ACTION ITEM ->
The entire listing below is to be reproduced exactly.
--
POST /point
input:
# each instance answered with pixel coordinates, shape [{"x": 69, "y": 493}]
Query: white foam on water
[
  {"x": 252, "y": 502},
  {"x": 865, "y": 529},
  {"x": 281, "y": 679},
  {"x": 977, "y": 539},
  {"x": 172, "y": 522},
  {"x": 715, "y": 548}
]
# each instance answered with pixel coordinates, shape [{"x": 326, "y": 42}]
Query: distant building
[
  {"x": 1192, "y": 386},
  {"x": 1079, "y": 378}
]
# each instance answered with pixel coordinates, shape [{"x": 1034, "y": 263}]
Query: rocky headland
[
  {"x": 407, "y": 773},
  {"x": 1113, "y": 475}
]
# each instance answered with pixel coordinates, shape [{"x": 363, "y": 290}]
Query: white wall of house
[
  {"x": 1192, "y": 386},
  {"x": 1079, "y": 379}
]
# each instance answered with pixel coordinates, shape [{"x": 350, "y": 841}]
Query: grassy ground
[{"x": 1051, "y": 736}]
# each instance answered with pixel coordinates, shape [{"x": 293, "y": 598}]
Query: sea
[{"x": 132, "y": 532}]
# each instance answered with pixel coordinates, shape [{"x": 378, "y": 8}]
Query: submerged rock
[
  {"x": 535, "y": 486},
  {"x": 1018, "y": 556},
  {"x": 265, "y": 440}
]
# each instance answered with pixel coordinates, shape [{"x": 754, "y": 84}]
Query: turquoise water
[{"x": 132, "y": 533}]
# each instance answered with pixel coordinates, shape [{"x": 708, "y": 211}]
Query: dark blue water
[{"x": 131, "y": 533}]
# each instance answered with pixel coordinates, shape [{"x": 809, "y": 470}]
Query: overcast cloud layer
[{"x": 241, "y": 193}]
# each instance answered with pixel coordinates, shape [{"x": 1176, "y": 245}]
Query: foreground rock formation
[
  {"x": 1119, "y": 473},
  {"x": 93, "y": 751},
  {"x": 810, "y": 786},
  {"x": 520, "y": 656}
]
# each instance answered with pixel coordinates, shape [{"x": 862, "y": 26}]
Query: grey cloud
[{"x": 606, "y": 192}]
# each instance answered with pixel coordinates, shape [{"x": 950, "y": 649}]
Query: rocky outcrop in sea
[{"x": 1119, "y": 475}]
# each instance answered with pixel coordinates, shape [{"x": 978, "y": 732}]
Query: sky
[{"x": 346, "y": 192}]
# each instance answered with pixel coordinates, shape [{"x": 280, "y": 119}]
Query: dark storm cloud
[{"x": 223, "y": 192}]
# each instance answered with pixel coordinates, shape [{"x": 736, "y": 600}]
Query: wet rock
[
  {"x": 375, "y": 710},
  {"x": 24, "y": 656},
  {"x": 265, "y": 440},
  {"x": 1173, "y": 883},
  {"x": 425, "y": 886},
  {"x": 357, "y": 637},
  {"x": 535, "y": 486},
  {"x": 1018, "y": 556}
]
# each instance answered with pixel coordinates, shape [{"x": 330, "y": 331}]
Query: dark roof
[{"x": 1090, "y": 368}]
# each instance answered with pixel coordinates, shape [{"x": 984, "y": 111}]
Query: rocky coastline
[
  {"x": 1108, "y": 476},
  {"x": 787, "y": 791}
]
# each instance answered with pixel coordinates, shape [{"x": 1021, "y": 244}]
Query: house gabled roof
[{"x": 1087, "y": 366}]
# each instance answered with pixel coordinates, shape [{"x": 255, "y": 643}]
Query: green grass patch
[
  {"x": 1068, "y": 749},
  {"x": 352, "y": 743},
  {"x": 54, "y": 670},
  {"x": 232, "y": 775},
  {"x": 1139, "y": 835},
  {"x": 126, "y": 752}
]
--
WRITTEN ANSWER ->
POST /point
input:
# each instance answered with pixel coordinates, shape [{"x": 69, "y": 493}]
Query: white foam on water
[
  {"x": 252, "y": 502},
  {"x": 865, "y": 529},
  {"x": 281, "y": 679},
  {"x": 977, "y": 539},
  {"x": 172, "y": 522},
  {"x": 715, "y": 548}
]
# each instance answered with pixel coordinates, shape [{"x": 326, "y": 42}]
Query: distant building
[
  {"x": 1192, "y": 386},
  {"x": 1079, "y": 378}
]
# each instance answered with pixel coordinates, shape [{"x": 1034, "y": 263}]
Query: rocky headland
[
  {"x": 407, "y": 773},
  {"x": 1113, "y": 475}
]
# each instance answered with pixel coordinates, shape [{"x": 363, "y": 290}]
Query: white wall of house
[
  {"x": 1192, "y": 386},
  {"x": 1079, "y": 379}
]
# each instance answered with pixel coordinates, shape [{"x": 350, "y": 841}]
Query: grassy ground
[{"x": 1051, "y": 736}]
# each instance answered with pixel coordinates, shape [{"x": 293, "y": 598}]
Query: sea
[{"x": 132, "y": 532}]
# each instance answered with pixel coordinates, shape [{"x": 378, "y": 8}]
Query: submerged rock
[
  {"x": 535, "y": 486},
  {"x": 1018, "y": 556},
  {"x": 265, "y": 440}
]
# each instance answered with pixel coordinates, shape [{"x": 754, "y": 84}]
Query: turquoise water
[{"x": 132, "y": 533}]
# each instance answered with pixel coordinates, shape [{"x": 708, "y": 211}]
Query: dark blue water
[{"x": 131, "y": 533}]
# each instance answered with pixel coordinates, shape [{"x": 809, "y": 470}]
Query: overcast cloud layer
[{"x": 241, "y": 193}]
# each instance answered with pixel coordinates, shape [{"x": 1176, "y": 245}]
Query: foreground rock formation
[
  {"x": 1119, "y": 473},
  {"x": 93, "y": 751},
  {"x": 810, "y": 786},
  {"x": 520, "y": 656}
]
# each instance answered with pixel coordinates, shape [{"x": 862, "y": 26}]
Query: grey cloud
[{"x": 606, "y": 192}]
# each instance answered with pixel coordinates, shape [{"x": 950, "y": 649}]
Query: rocky outcrop in sea
[{"x": 1119, "y": 475}]
# each instance answered with pixel coordinates, shape [{"x": 978, "y": 732}]
Query: sky
[{"x": 346, "y": 192}]
# each instance answered with pixel coordinates, shape [{"x": 280, "y": 119}]
Query: dark storm cloud
[{"x": 223, "y": 192}]
# each instance answered with pixel coordinates, shape [{"x": 736, "y": 600}]
Query: wet rock
[
  {"x": 375, "y": 710},
  {"x": 24, "y": 656},
  {"x": 265, "y": 440},
  {"x": 1173, "y": 883},
  {"x": 425, "y": 886},
  {"x": 357, "y": 637},
  {"x": 535, "y": 486},
  {"x": 1018, "y": 556}
]
# each instance answered with pixel coordinates, shape [{"x": 330, "y": 331}]
Query: dark roof
[{"x": 1090, "y": 368}]
# each instance answered with pixel coordinates, shape [{"x": 984, "y": 111}]
Query: rocky coastline
[
  {"x": 1108, "y": 476},
  {"x": 787, "y": 791}
]
# each instance answered with pixel coordinates, shape [{"x": 1021, "y": 244}]
Query: house gabled roof
[{"x": 1087, "y": 366}]
# each instance answered with pixel coordinates, shape [{"x": 255, "y": 643}]
Query: green grass patch
[
  {"x": 1068, "y": 749},
  {"x": 352, "y": 743},
  {"x": 54, "y": 670},
  {"x": 232, "y": 775},
  {"x": 1139, "y": 835},
  {"x": 126, "y": 752}
]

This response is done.